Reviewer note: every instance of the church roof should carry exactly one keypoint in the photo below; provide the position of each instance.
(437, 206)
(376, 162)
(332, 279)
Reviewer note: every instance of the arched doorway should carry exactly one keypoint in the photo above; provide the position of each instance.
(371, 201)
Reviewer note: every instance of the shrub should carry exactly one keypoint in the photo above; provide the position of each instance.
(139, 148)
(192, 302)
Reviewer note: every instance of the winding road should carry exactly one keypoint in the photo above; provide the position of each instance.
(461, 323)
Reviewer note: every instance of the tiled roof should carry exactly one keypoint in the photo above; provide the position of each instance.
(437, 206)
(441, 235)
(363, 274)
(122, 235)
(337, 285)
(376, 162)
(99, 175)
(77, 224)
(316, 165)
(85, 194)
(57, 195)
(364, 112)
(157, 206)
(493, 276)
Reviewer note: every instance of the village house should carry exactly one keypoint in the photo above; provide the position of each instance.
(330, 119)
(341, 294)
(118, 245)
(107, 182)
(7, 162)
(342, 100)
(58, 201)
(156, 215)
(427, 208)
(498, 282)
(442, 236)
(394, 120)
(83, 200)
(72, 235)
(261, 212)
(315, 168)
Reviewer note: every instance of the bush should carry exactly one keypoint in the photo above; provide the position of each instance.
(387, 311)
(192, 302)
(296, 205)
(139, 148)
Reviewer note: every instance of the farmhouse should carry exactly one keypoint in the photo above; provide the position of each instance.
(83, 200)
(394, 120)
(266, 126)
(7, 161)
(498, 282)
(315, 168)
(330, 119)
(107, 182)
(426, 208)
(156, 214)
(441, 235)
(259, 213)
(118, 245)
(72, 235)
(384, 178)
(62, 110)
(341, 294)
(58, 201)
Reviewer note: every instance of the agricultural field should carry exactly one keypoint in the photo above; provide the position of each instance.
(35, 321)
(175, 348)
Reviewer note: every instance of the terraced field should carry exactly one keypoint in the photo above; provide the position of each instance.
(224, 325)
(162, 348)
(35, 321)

Work task
Without changing anything, repeat the whole listing.

Answer area
Reviewer note: every instance of the church roof should carry exactly one keypoint in the photo below; provide the position of each instance.
(437, 206)
(376, 162)
(332, 279)
Reviewer note: every instance of the arched doorway should carry exactly one keypoint in the photo above; provide the position of each instance.
(371, 201)
Reviewer note: every instance of the shrub should carry exactly one keypoint in the photo above; provide the position of each instance.
(139, 148)
(192, 302)
Reviewer note: every instance of the winding road should carry exactly one keypoint in the photo above; provide the position of each instance.
(461, 323)
Reviewer note: every instance of the tiled roof should carry exactly one keypoint in the photo above; provide the position of each instance.
(437, 206)
(441, 235)
(363, 274)
(122, 235)
(337, 285)
(376, 162)
(99, 175)
(77, 224)
(316, 165)
(85, 194)
(57, 195)
(364, 112)
(157, 206)
(493, 276)
Reviewer note: every instance of the village house should carry exactly one keypoint in the photo above; provide the position of each instance.
(330, 119)
(341, 294)
(118, 245)
(107, 182)
(7, 162)
(342, 100)
(58, 201)
(156, 215)
(427, 208)
(498, 282)
(442, 236)
(394, 120)
(83, 200)
(72, 235)
(261, 212)
(315, 168)
Reviewer note: every instance of the bush should carry exactly one keypoint in the photo above; provide the position of each instance.
(387, 311)
(192, 302)
(296, 205)
(139, 148)
Reviewer note: every instance of the farmhouse should carry exactly one keypoint in the photo above; provide the position of each instance.
(83, 200)
(394, 120)
(266, 126)
(7, 161)
(498, 282)
(315, 168)
(330, 119)
(107, 182)
(426, 208)
(156, 214)
(441, 235)
(259, 213)
(118, 245)
(72, 235)
(384, 178)
(62, 110)
(341, 294)
(58, 201)
Reviewer note: every instance of the agricultural field should carry exactly one keypoint in the photo above; provide the position of each instance.
(35, 321)
(175, 348)
Reviewer note: every instance of the terraced field should carry exactly one keypoint in the photo above; provide the position of each instance.
(224, 325)
(162, 348)
(35, 321)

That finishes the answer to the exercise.